To do.
Replace "spreadsheet export" with "data table" in the data, starting with the line that contains "Exercise. Mark the window in" and going on through the end of the data. Give those lines again with everything else unchanged.

■ ■ ■ ■ ■ ■ ■

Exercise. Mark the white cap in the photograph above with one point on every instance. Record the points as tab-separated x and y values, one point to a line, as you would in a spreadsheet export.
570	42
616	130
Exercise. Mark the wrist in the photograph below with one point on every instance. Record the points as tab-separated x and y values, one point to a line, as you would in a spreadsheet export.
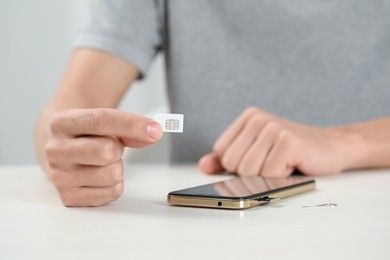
349	147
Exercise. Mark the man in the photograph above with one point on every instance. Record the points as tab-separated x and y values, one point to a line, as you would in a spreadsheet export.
307	81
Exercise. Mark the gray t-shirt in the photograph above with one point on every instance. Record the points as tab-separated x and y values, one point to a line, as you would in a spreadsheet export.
313	61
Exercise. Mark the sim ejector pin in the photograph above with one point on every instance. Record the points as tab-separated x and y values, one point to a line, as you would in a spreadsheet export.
322	205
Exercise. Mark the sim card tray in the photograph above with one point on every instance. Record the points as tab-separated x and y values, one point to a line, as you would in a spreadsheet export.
264	200
268	199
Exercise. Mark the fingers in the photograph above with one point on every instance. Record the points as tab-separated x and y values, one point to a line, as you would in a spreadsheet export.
89	185
87	150
88	176
253	160
280	161
90	196
255	144
234	129
106	122
244	141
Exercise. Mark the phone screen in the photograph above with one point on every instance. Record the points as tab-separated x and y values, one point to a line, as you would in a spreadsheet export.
242	187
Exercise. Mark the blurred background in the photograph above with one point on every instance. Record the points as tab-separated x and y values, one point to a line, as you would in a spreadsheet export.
35	43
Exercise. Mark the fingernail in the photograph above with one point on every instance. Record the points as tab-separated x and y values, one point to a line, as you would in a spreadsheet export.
154	131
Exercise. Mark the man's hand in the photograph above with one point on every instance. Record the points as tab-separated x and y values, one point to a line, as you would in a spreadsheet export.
259	143
85	148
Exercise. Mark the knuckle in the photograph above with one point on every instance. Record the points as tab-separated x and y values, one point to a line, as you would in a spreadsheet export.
228	164
117	172
52	151
55	123
117	191
96	118
56	177
66	198
285	137
272	127
250	111
256	122
110	151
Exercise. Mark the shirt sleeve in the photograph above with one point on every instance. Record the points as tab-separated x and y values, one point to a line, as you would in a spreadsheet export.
130	29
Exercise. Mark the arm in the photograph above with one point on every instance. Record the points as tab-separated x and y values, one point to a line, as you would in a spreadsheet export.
92	79
259	143
80	139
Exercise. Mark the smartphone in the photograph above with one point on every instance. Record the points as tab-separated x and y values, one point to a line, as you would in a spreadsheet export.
241	192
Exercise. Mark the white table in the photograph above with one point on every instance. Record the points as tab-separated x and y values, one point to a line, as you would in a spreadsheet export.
140	225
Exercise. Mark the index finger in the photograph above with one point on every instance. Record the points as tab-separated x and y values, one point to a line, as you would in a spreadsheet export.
106	121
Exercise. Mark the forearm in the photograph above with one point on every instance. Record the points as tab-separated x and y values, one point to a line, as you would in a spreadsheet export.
364	145
92	79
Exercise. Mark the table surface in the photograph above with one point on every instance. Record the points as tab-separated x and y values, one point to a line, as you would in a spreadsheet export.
140	225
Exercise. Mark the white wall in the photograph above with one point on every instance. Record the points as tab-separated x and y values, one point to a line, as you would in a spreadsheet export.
35	39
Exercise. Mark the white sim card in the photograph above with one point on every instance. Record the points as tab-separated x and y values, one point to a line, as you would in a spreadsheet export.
172	123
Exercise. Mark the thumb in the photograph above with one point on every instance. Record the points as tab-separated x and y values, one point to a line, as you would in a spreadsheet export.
210	164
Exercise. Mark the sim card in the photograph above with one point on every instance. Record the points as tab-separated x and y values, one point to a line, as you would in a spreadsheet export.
172	123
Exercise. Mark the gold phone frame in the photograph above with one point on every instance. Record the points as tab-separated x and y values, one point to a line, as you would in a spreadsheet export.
241	203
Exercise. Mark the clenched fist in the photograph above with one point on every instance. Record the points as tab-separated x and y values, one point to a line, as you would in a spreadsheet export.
85	149
259	143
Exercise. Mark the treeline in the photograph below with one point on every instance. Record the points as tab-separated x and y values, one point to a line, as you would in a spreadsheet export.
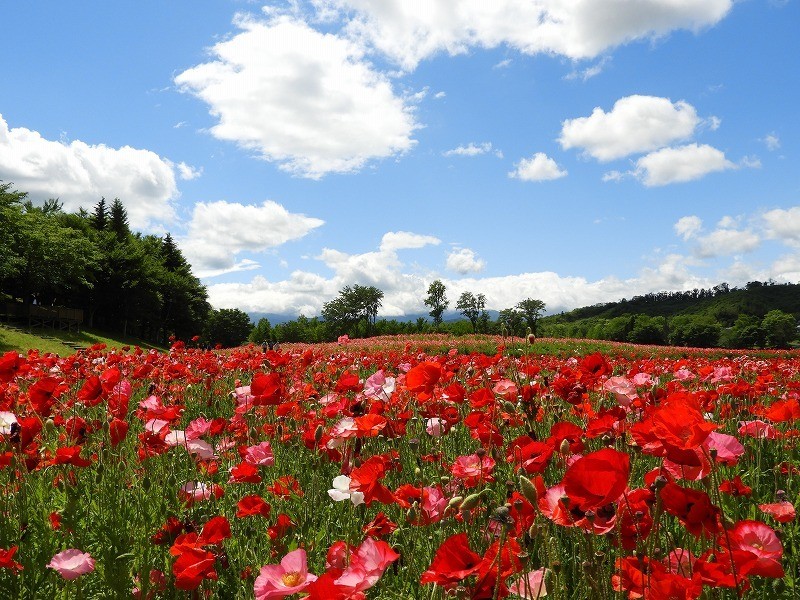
759	315
354	313
124	281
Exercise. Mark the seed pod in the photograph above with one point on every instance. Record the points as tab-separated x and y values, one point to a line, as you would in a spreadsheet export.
528	490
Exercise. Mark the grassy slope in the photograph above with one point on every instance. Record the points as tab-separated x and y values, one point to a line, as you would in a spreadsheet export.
24	341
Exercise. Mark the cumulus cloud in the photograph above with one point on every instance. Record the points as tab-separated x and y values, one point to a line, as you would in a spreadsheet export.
79	174
304	99
219	231
305	292
688	227
681	164
472	149
784	225
411	31
463	261
635	124
400	240
539	167
187	172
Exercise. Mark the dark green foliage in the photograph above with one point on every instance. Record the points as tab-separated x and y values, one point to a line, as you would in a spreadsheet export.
137	285
474	308
532	310
227	327
118	220
696	331
437	301
725	316
354	311
648	330
99	218
262	332
779	329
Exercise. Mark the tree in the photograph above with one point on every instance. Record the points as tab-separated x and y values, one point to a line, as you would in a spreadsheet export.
648	330
779	329
532	309
473	308
262	332
10	218
100	215
354	305
746	332
228	327
698	331
118	220
437	301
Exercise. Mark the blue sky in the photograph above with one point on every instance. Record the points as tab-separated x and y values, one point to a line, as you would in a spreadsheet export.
572	151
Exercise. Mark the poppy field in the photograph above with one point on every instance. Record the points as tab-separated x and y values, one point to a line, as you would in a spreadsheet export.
400	468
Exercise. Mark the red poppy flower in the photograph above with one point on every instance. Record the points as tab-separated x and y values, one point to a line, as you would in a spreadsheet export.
453	562
782	512
423	378
692	507
266	389
215	530
7	559
192	567
597	479
70	456
244	472
251	506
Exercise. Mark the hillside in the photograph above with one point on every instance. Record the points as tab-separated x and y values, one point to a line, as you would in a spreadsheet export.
758	315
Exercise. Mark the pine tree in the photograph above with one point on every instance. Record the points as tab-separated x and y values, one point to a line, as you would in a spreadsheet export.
100	215
118	220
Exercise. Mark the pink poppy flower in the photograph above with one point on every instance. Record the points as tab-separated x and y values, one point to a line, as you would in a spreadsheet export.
260	455
531	585
72	563
285	579
7	420
782	512
623	389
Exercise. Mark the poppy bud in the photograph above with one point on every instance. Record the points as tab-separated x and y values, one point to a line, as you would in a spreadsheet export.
528	490
470	501
455	500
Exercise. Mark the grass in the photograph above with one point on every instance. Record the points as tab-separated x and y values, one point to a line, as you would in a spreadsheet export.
37	338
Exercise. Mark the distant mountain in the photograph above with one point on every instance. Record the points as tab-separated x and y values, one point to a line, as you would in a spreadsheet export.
276	318
722	303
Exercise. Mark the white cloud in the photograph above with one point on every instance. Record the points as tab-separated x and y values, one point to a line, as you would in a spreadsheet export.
688	227
409	31
772	141
677	165
470	149
783	224
634	125
79	174
463	261
305	292
726	242
786	269
539	167
400	240
187	172
220	230
302	98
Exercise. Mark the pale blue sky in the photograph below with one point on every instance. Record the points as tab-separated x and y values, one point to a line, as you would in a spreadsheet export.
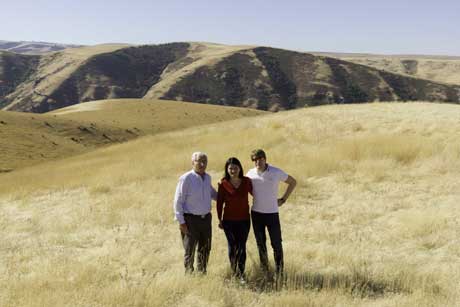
389	27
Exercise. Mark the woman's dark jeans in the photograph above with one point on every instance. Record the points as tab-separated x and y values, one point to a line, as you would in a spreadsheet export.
237	234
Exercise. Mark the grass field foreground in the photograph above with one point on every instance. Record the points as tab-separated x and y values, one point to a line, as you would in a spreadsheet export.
373	222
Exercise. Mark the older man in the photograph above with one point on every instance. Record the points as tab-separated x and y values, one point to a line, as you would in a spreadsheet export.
264	212
192	207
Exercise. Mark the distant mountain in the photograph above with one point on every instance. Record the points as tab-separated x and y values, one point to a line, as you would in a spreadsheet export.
33	47
445	69
246	76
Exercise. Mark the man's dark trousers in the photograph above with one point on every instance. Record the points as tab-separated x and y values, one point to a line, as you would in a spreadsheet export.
199	234
271	221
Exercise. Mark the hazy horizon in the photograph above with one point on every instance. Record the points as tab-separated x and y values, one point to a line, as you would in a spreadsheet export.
412	27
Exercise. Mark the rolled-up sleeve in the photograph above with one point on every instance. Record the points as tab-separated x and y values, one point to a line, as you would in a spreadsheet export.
179	200
213	193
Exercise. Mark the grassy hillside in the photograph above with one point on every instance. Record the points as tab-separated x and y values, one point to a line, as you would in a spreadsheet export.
52	70
247	76
14	69
276	79
435	68
374	220
27	139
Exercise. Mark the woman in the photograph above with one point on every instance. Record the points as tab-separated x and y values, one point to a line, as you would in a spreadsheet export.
232	201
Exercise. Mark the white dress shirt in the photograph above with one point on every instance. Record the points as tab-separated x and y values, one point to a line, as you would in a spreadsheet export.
193	195
265	188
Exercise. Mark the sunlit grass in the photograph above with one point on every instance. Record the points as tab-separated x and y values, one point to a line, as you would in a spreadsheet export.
373	221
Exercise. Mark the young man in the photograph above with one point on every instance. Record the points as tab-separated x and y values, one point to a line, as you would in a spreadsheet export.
192	207
264	213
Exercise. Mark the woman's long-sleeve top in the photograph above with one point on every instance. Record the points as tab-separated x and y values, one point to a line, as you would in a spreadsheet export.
233	202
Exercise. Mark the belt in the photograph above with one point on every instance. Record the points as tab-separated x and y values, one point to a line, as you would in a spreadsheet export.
198	215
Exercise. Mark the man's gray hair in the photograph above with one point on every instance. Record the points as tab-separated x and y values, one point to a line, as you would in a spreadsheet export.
197	155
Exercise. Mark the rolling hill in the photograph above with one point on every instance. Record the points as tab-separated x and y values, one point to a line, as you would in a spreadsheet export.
374	220
245	76
443	69
25	47
27	139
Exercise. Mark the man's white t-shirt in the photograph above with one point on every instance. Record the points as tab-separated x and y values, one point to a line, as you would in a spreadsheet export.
265	188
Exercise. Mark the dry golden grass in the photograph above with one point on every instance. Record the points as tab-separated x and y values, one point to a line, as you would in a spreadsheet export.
199	54
435	68
373	222
27	139
56	67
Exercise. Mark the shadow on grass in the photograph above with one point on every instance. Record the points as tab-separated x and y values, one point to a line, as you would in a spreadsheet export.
357	284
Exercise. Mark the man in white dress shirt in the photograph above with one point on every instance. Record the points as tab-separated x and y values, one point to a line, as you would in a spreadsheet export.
264	212
192	209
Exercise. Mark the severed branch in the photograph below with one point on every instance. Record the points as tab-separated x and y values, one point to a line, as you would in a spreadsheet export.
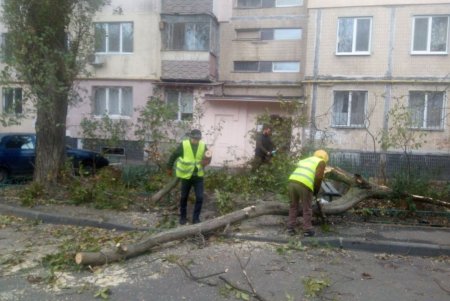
191	276
244	272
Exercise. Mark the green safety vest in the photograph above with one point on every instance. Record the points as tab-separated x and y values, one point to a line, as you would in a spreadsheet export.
306	171
186	165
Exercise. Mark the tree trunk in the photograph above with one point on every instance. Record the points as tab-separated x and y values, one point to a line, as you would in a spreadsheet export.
50	135
165	190
360	190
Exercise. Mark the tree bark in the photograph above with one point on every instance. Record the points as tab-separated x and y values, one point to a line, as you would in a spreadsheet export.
360	190
165	190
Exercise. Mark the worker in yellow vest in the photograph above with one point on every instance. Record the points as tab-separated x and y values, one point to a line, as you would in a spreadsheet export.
303	183
190	161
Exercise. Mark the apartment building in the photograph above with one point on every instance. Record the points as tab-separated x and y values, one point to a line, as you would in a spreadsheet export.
349	62
366	60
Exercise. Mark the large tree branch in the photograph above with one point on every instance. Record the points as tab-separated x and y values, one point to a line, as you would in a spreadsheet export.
359	190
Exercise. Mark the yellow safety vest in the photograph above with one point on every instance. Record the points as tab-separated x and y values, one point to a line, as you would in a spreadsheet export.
186	165
305	172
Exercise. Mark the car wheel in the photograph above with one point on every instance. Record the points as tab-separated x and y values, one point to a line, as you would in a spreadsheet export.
87	168
3	175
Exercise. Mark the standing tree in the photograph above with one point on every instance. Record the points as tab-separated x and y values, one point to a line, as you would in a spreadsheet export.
50	42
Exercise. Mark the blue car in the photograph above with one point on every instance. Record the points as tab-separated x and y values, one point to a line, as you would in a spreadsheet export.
17	155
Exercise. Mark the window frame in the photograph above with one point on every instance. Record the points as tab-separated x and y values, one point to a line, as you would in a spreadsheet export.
354	36
179	111
425	108
121	37
121	102
14	100
428	51
349	124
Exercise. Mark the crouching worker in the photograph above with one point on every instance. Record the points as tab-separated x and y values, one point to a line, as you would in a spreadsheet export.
190	160
303	183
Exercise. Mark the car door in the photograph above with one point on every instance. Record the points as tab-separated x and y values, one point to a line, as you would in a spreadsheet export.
20	153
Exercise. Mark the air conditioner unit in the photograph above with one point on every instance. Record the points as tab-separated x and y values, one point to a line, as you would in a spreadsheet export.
96	60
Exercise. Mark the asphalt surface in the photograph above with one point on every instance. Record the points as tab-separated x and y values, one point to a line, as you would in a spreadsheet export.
352	261
390	238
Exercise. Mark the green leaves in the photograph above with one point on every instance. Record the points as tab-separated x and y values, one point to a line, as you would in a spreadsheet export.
315	286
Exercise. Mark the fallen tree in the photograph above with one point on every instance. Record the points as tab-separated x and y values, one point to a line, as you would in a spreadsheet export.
359	190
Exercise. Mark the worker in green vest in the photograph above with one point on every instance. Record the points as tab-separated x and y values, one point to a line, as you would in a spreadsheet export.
303	183
190	161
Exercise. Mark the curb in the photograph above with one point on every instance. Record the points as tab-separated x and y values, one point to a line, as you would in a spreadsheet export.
376	246
65	220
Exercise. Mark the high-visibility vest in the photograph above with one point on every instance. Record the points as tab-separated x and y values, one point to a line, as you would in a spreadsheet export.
305	172
186	165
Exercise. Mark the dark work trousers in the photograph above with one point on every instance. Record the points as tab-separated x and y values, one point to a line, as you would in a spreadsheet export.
299	192
186	184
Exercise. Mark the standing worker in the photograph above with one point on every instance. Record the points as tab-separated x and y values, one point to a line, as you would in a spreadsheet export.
189	157
264	149
303	183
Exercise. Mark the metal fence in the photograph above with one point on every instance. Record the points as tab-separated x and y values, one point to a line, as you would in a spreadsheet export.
368	164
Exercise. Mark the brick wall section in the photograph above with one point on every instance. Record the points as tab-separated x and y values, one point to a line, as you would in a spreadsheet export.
186	70
184	6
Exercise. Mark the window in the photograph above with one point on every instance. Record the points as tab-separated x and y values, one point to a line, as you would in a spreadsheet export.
427	109
183	104
286	3
430	35
12	100
354	35
114	37
20	142
113	101
187	33
268	3
349	108
266	66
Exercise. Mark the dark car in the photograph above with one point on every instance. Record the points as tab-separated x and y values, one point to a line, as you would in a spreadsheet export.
17	155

■ ■ ■ ■ ■ ■ ■

Exercise solution.
Exercise. Mark the window in the photograph above with one point on every instance. Record the points as tab-separated x and y values, one point to a line, as you would in a data table.
427	109
183	104
286	3
430	35
12	100
354	35
114	37
20	142
113	101
187	33
268	3
349	108
266	66
Exercise. Mark the dark car in the photograph above with one point on every instance. Record the points as tab-separated x and y values, one point to a line, as you would in a data table.
17	155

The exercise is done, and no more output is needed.